### [RAW RECORDS]
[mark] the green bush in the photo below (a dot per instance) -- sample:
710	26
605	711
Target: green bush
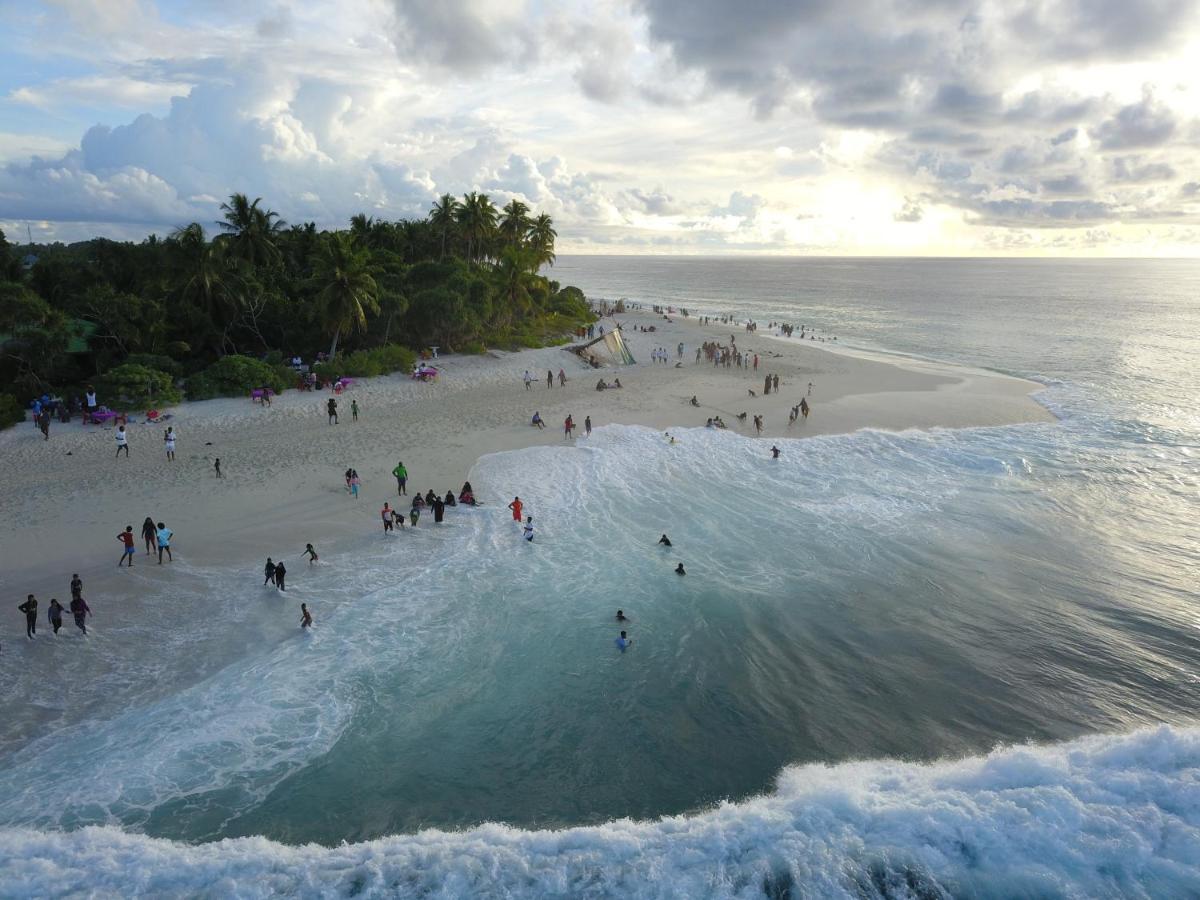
367	364
11	411
133	385
154	360
237	377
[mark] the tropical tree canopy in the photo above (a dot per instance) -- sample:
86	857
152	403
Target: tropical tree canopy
466	275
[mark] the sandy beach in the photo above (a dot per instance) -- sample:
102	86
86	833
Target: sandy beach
66	499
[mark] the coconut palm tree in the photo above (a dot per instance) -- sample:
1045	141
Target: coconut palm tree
251	231
477	221
346	287
514	223
203	275
443	217
541	239
515	281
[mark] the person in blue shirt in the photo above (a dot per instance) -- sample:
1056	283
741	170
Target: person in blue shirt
163	535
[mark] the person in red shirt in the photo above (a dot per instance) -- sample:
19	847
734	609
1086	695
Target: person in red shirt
126	538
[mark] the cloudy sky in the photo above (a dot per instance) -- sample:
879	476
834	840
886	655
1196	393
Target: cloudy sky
643	126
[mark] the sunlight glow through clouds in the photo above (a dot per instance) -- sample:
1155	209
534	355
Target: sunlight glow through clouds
882	126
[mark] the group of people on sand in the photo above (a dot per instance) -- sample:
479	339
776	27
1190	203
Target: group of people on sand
79	610
156	537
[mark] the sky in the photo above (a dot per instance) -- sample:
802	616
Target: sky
911	127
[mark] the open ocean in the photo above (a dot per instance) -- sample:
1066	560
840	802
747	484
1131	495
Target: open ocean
901	665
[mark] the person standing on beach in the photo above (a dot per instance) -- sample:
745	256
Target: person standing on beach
149	533
30	609
81	611
163	535
54	615
126	538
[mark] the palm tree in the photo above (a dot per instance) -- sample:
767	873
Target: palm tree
252	231
541	239
347	289
515	223
515	276
204	277
477	220
443	217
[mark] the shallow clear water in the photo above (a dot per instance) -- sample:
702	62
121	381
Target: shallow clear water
915	597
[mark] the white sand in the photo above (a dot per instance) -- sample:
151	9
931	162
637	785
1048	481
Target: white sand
65	499
159	629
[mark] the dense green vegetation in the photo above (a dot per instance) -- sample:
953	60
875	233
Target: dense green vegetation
220	313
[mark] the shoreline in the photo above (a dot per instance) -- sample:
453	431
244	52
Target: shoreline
283	487
283	463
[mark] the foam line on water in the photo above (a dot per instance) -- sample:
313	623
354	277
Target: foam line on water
1099	816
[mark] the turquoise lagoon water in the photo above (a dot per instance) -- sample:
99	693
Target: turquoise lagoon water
837	700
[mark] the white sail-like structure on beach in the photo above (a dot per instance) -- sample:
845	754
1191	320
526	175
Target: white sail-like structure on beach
612	342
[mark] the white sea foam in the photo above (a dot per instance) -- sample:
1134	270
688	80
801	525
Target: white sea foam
1101	816
465	643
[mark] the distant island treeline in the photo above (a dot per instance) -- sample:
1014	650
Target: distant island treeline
209	315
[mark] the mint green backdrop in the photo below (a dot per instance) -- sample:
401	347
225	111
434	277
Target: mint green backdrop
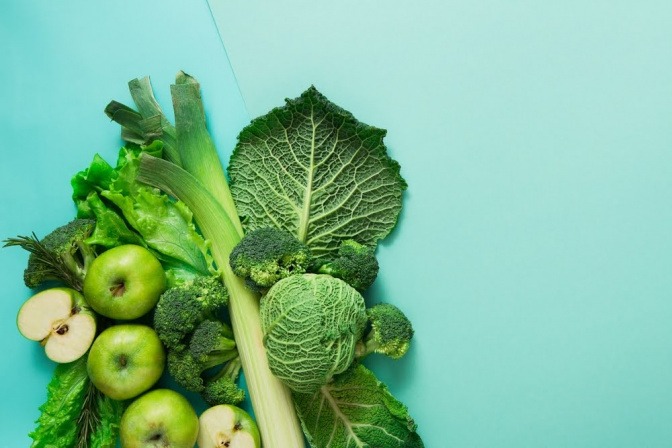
534	250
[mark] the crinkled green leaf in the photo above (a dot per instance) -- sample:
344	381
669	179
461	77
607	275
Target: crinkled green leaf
311	168
56	426
356	411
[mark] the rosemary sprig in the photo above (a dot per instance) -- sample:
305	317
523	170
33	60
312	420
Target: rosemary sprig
51	265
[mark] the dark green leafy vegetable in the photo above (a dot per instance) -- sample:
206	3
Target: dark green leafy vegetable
76	414
105	433
66	394
356	410
128	212
312	169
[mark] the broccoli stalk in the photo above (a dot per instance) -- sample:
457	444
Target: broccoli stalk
200	183
356	264
222	389
265	256
390	332
63	255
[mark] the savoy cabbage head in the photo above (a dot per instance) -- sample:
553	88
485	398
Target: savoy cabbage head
311	325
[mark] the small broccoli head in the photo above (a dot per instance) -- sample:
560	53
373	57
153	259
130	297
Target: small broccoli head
182	308
222	389
185	370
390	332
356	264
212	343
265	256
63	255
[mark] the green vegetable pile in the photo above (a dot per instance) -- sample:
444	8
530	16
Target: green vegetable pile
266	268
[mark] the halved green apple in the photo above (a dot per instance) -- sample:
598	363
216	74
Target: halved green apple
61	321
229	426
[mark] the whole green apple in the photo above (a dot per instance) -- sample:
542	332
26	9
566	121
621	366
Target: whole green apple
124	282
160	418
126	360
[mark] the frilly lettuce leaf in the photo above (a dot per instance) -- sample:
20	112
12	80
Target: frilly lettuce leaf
66	391
109	414
128	212
311	168
356	410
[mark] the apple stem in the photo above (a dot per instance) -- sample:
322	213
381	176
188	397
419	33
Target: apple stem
118	289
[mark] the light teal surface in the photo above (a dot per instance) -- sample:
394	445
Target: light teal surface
534	251
535	248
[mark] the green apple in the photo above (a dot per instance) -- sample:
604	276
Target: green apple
124	282
126	360
227	425
160	418
61	321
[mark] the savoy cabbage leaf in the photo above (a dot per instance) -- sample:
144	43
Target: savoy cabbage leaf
312	169
356	411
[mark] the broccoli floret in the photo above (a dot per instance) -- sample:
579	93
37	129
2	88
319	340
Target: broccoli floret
63	255
223	388
185	370
212	343
210	346
267	255
390	332
182	308
356	264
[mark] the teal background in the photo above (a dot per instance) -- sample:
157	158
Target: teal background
534	250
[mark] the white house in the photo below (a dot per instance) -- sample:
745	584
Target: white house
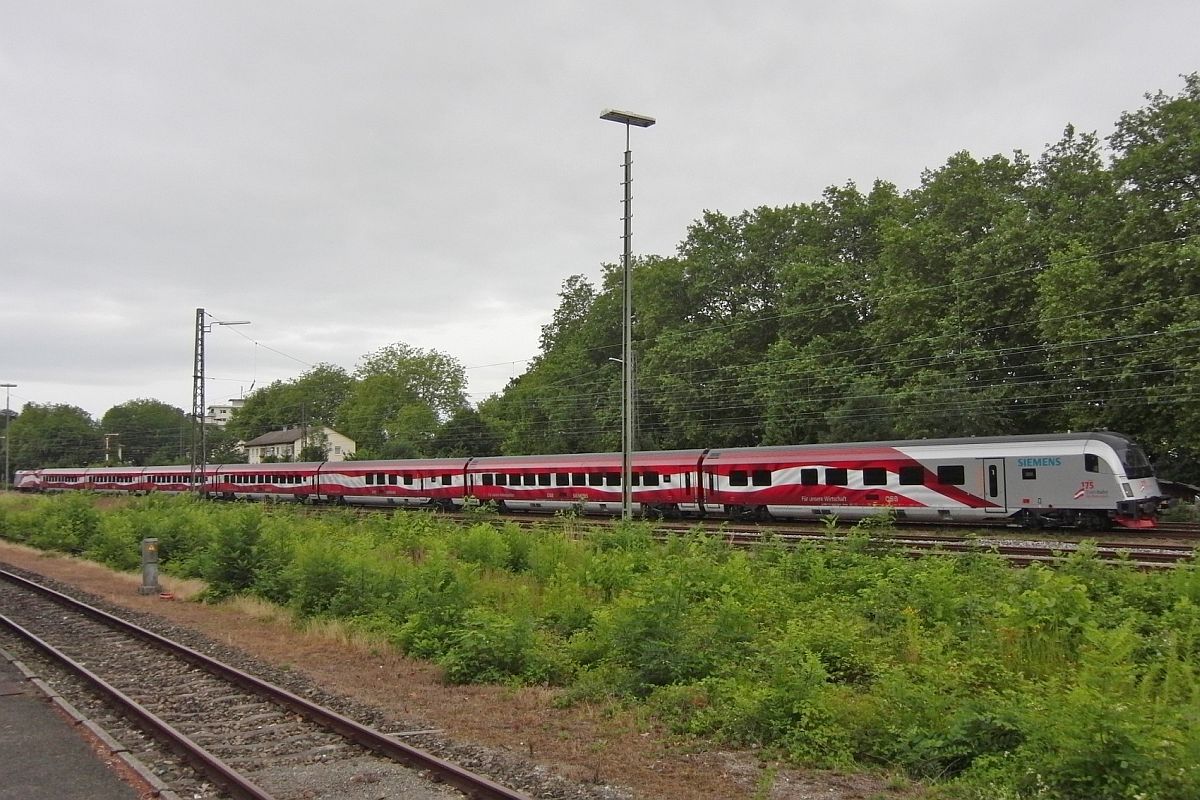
287	444
219	415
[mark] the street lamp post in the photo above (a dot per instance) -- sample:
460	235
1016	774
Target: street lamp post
199	433
627	395
7	419
108	447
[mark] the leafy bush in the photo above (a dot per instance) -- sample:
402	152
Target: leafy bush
1075	681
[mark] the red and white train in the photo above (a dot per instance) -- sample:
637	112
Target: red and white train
1089	480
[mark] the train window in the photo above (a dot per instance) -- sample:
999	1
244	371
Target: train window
952	475
837	476
875	476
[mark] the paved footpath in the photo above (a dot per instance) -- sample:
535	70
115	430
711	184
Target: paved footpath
43	753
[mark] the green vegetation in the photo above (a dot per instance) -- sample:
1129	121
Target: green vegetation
981	679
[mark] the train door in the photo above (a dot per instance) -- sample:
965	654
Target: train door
994	489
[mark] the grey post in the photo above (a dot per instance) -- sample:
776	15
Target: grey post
149	567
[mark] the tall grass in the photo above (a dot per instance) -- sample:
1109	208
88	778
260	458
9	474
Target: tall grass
1079	681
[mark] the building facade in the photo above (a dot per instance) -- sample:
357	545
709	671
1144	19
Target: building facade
288	444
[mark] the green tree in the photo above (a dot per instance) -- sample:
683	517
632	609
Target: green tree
54	435
148	432
400	397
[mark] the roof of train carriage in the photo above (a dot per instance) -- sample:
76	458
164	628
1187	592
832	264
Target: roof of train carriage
394	464
273	467
640	458
1117	440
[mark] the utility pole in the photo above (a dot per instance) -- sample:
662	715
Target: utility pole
199	431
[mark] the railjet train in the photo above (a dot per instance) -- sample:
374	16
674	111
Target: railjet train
1086	480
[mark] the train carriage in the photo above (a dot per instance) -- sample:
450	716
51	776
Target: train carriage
28	480
663	482
171	480
1089	479
401	482
63	479
286	481
118	480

### [WHAT TO WORK ON]
Could you write out the whole listing again, swapping "a dot per instance" for "one dot per instance" and changing nothing else? Please leave the pictures out.

### [OUTPUT FOR THIS TASK]
[mark] the green bush in the photo below (one dot per instance) -- sample:
710	26
605	711
Target: green bush
367	364
11	411
133	385
154	360
237	377
[mark] the tropical tree canopy in the photo above (one dot per instance) -- sample:
86	857
152	403
Target: tropical tree canopy
466	275
[mark] the sandy beach in the photo above (one dot per instance) -- sample:
102	86
86	833
Target: sandy beach
66	499
[mark] the coconut palm tree in the photo above (one dot per instance) -- sample:
1045	141
Target: coconut palm tree
251	231
477	221
346	287
514	223
203	275
443	217
541	239
515	281
[mark] the person in blue shirt in the photo above (one dot per instance) -- sample:
1056	283
741	170
Target: person in blue shirt
163	535
[mark] the person in red shirt in the photo above (one dot per instance) -- sample:
19	847
734	609
1086	695
Target: person in red shirt
126	538
[mark] the cloudy sky in the photo above (one dot per instance) -- sample:
879	476
834	840
886	655
1196	393
Target: cloudy sky
643	126
[mark] the sunlight glow through clouds in the photo above (one dot per instance) -- sample:
1155	209
534	355
Target: sunlight glow through clouds
882	126
[mark] the group of people on sand in the photo above (one dot per instance) -- sample:
479	339
776	27
1190	203
Target: group of people on sand
79	610
156	537
[mark] the sky in the photo above (one dot per instance) -- sample:
802	616
Target: sky
911	127
[mark] the open ocean in the photo above (one dot per instance) -- sample:
1066	560
840	802
747	484
1131	495
Target: open ocean
901	665
[mark] the person standing on beach in the photo above (one dot per instance) -- sample:
745	256
Target: person standing on beach
149	533
30	609
81	611
163	535
54	615
126	538
[mark] the palm tree in the photo above (one dot per instance) -- sample:
767	873
Target: palm tree
252	231
541	239
347	289
515	223
515	276
204	277
477	220
443	217
[mark] the shallow clear water in the photo above (one dot per instance) -- sample:
702	62
121	381
Target: shallow clear water
915	597
[mark] the white sand in the photo above (one dot per instance) -- sample:
151	9
931	162
637	785
1048	481
Target: white sand
65	499
159	629
[mark] the dense green vegetation in the photo above (one dot per instance) -- sample:
953	60
875	233
Target: dense green vegetation
220	313
[mark] the shoreline in the photo above (one dot per instance) -- sample:
453	431
244	52
Target: shoreline
283	487
283	463
[mark] the foam line on water in the photo above (one dot per instance) -- sample:
313	623
354	277
Target: foam line on water
1099	816
[mark] the turquoise lagoon water in the photo above (one dot per instance) -- sample:
99	693
Target: turquoise lagoon water
837	700
[mark] the white sail-like structure on beach in the photo above (one dot per instance) -- sample:
845	754
1191	320
526	175
Target: white sail-like structure on beach
612	342
[mark] the white sea foam in the photo above (one dot per instance) -- sample:
1134	270
688	80
801	525
Target: white sea foam
1101	816
465	643
[mark] the distant island treeline in the photo above (one dot per instance) -- sample:
1014	650
Target: distant island treeline
209	315
[mark] the mint green backdrop in the photo below (one dot per instance) -- sample:
401	347
225	111
434	277
Target: mint green backdrop
534	250
[mark] the crinkled green leaf in the photo above (one dot per instance) -- sample:
344	381
669	179
461	77
607	275
Target: crinkled green leaf
311	168
56	426
356	411
[mark] the rosemary sprig in the photo above (one dot per instance) -- sample:
305	317
523	170
33	60
312	420
Target: rosemary sprig
51	265
[mark] the dark green leafy vegetable in the photo above (one dot per instance) -- sample:
206	3
Target: dark green leafy vegetable
76	414
105	433
66	394
356	410
128	212
312	169
[mark] the broccoli stalk in the photo above (one dot per instance) -- sample:
457	444
Target: broccoli stalk
200	183
356	264
222	389
265	256
390	332
63	255
[mark] the savoy cabbage head in the photo above (one dot per instance) -- sample:
553	88
485	398
Target: savoy cabbage head
311	325
[mark] the small broccoli head in the photo above (one dot per instance) -- sample:
560	53
373	57
153	259
130	297
Target: small broccoli head
182	308
222	389
185	370
390	332
356	264
212	343
265	256
63	255
[mark] the green vegetable pile in the photo above (one dot per instance) -- sample:
444	8
530	16
Target: green vegetable pile
266	268
[mark] the halved green apple in the photo above (one dot per instance) -- sample:
598	363
216	74
Target: halved green apple
61	321
229	426
[mark] the whole green apple in the photo above (one dot per instance) -- sample:
542	332
26	9
566	121
621	366
Target: whole green apple
124	282
160	418
126	360
[mark] the frilly lettuce leaf in the photo above (one dot per instance) -- sample:
20	112
12	80
Target: frilly lettuce leaf
66	391
109	414
128	212
311	168
356	410
[mark] the apple stem in the photo above (one dot per instance) -- sample:
322	213
381	176
188	397
419	33
Target: apple stem
118	289
[mark] the light teal surface in the photo above (one dot per instance) -- sample:
394	445
Target: light teal surface
534	251
535	248
[mark] the green apple in the photo above (one dot per instance) -- sample:
604	276
Target: green apple
124	282
126	360
227	425
160	418
61	321
[mark] the savoy cabbage leaf in the photo above (one dot per instance) -- sample:
144	43
Target: savoy cabbage leaf
312	169
356	411
[mark] the broccoli floret in the photo above (one dot per instance) -- sample:
579	93
37	129
2	88
319	340
Target: broccoli floret
63	255
223	388
185	370
212	343
210	346
267	255
390	332
182	308
356	264
[mark] the teal background in the photo above (one dot per instance) -- sample:
157	158
Target: teal background
534	250
[mark] the white house in the photo below (one dot per instance) -- sample:
745	584
Target: white house
287	444
219	415
[mark] the street lamp post in the photo above (one dot per instance) -- sample:
460	235
1016	774
Target: street lamp post
199	433
627	395
7	419
108	447
[mark] the leafy bush in the photo above (one dot per instance) -- sample:
402	152
Target: leafy bush
1075	681
[mark] the red and white train in the photo above (one dot per instance) -- sample:
637	112
Target: red and white train
1089	480
[mark] the train window in the photo above (one dot per instance) -- sample:
999	1
244	371
Target: train window
952	475
837	476
875	476
[mark] the paved footpath in the photo above (one dot per instance) -- sample:
535	70
115	430
711	184
Target: paved footpath
43	753
[mark] the green vegetation in the photo above (one dot per instance) -- sample:
1129	121
Target: green vegetation
981	679
[mark] the train door in the photo above (one dot per instance) -- sample:
965	654
Target: train door
994	489
[mark] the grey post in the photo above (one dot per instance) -- sample:
776	15
Target: grey post
149	567
[mark] the tall grass in the photo above (one dot per instance) -- sample:
1109	208
88	778
260	458
9	474
Target: tall grass
1079	681
[mark] the building facade in the photo above (one dot per instance) -- sample:
357	545
709	671
1144	19
Target: building facade
288	444
[mark] the green tree in the photo above (one dot per instance) -- sample:
683	517
632	609
Target: green tree
54	435
148	432
400	397
[mark] the roof of train carriage in the photo above (one dot per instance) -- sample:
76	458
164	628
1187	592
832	264
Target: roof of train carriage
394	464
273	467
640	458
1117	440
[mark] the utility pole in the photo above (one dot per instance) -- sample:
662	715
Target: utility pole
199	431
[mark] the railjet train in the photo above (one dot per instance) -- sample:
374	16
674	111
Target: railjet train
1086	480
[mark] the train carriage in the photo above (one dot per instance) -- sample:
450	716
51	776
Target: train carriage
28	480
663	482
171	480
1089	479
401	482
63	479
286	481
118	480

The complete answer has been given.